### What to produce
Write out the whole listing below word for word, without changing anything.

[Items from a dataset]
=-=-=
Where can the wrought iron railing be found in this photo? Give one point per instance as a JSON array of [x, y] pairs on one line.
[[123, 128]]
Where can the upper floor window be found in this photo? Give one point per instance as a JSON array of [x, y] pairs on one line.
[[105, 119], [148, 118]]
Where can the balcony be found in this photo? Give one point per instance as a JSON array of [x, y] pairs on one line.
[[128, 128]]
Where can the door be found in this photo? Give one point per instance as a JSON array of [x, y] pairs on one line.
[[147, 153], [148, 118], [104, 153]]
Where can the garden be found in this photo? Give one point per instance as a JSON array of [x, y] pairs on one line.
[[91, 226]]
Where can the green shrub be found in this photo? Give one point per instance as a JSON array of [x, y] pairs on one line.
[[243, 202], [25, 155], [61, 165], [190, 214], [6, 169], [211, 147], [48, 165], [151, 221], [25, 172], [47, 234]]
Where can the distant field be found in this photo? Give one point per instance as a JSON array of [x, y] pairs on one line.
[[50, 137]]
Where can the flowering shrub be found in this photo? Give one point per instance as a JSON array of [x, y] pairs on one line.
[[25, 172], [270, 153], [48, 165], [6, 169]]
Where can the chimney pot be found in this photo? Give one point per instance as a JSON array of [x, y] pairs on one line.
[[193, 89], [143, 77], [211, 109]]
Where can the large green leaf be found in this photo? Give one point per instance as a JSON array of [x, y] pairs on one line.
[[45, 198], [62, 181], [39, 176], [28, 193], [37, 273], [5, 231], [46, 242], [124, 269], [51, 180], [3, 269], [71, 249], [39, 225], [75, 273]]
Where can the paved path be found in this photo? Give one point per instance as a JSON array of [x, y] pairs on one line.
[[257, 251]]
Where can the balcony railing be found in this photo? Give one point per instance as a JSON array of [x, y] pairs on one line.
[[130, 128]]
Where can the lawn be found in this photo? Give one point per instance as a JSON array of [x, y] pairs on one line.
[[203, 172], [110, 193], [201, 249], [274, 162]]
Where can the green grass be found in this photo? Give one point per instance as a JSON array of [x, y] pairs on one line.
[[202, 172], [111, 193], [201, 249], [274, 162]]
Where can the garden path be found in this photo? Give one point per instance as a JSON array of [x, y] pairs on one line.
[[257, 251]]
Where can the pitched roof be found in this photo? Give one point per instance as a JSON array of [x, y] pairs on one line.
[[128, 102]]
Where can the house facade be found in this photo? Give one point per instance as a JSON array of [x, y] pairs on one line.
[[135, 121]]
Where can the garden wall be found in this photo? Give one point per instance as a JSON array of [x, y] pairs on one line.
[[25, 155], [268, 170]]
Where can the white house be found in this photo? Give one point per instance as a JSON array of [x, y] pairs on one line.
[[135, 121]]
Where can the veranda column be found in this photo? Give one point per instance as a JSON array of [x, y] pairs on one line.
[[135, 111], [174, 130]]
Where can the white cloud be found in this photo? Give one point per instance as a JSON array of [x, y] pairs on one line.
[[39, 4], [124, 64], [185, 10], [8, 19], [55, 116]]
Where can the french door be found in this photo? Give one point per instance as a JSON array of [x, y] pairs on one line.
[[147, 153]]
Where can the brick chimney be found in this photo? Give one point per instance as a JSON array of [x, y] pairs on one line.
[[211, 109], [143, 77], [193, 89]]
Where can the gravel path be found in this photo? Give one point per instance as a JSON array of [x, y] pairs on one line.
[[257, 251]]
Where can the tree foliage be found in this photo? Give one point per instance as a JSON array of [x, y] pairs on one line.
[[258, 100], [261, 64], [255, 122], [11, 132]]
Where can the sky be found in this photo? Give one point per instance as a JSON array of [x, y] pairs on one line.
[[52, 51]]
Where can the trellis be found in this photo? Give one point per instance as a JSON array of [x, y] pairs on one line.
=-=-=
### Solved problem
Where can the wrought iron railing be found in this photo? Give one point per instance as a JSON array of [x, y] pairs on one line.
[[123, 128]]
Where can the upper floor window be found in this photo? Give one point per instance as a JSON array of [x, y] pairs on one line.
[[105, 119], [148, 118]]
Where can the balcony be found in this photo? Give one point per instance as a JSON array of [x, y] pairs on one line.
[[128, 128]]
Where can the door be found in this photo? Give one point per instance as a JSON array of [x, y] pairs on one line.
[[147, 153], [148, 118], [104, 153]]
Where can the garden be found in this photo? Give one point per instance as a JSON array of [x, y] pairs on one line.
[[91, 226]]
Where can the green shrub be found in this photo? Give one point per instance as a JSON array of [x, y] pairs on one line.
[[243, 202], [25, 155], [61, 165], [190, 214], [6, 169], [211, 147], [48, 165], [151, 221], [25, 172], [47, 234]]
Where can the distant field be found in this photo? Give one point per instance as a JSON array of [x, y] pairs on one line.
[[50, 137]]
Where can the flowering shrub be found in this photo? Give one point per instance as a JSON array of [x, y] pairs on one line.
[[25, 172], [270, 153], [48, 165], [6, 169]]
Where can the chimney pot be found in this photo? Give one point per instance as a JSON array of [x, y] pairs on one line.
[[193, 89], [143, 77], [211, 109]]
Where can the large green leaf be found in this photo? Give one point per instance as a JSON array of [x, y] pairs on one line.
[[45, 198], [62, 181], [39, 176], [28, 193], [37, 273], [5, 231], [46, 242], [124, 269], [51, 180], [3, 269], [71, 249], [39, 225], [75, 273]]
Where can the paved path be found in this photo? Give one point per instance as a JSON array of [x, y] pairs on one line.
[[257, 251]]
Where can the balcony railing be found in this photo? Give one point per instance as a JSON array of [x, y] pairs on one line.
[[130, 128]]
Where can the lawn be found in this photo? Give one point per instance as a JSON array of [x, y] pairs on one line.
[[203, 172], [110, 193], [201, 249], [274, 162]]
Where can the green grass be found in this photo? Give one point per instance as a JSON array of [x, y] pairs on one line.
[[202, 172], [111, 193], [201, 249], [274, 162]]
Where can the garden path be found in this photo? Give one point per instance as a JSON array of [x, y] pairs on one line.
[[257, 251]]
Where can the pitched roof be found in this photo? Give one point per instance as a JSON array of [x, y] pairs on one line.
[[128, 102]]
Where can the house facade be found in this photo? Give one point per instance as a JSON array of [x, y] pairs on one line.
[[135, 121]]
Where can the garden wall be found in this photo? Give one point per instance as a JSON array of [x, y] pairs on one line.
[[25, 155], [268, 170]]
Where can the white house be found in this photo? Give one point per instance as a JSON array of [x, y] pairs on one line.
[[135, 121]]
Where can the veranda column be found in this photo? Give one point per instance as a JSON array of [x, y] pairs on one line.
[[135, 111], [174, 130]]
Where can the white cloud be found in this photo? Give one point per instance as a JSON array of [x, y] pairs on one line.
[[39, 4], [124, 64], [185, 10], [8, 19], [55, 116]]
Where can the french door be found in this photo? Give one point per instance as a JSON array of [x, y] pairs on one line.
[[147, 153]]
Where can the brick chimney be found in this photo? Give one point per instance as a JSON array of [x, y] pairs on one line.
[[211, 109], [143, 77], [193, 89]]
Where can the gravel path be found in this photo? Give one point per instance as a JSON array of [x, y] pairs on one line.
[[257, 251]]
Where can the tree foliage be found in this photo? Give one point per instance as a JSON array of [x, y] pairs on one line.
[[258, 100], [261, 64], [255, 122], [11, 132]]
Where can the sky be found in this photo? Give one point per instance as a JSON array of [x, y] pairs on one line.
[[52, 51]]
Where can the trellis be found in this photo? Give one point per instance as a JSON array of [x, y] pairs on one line.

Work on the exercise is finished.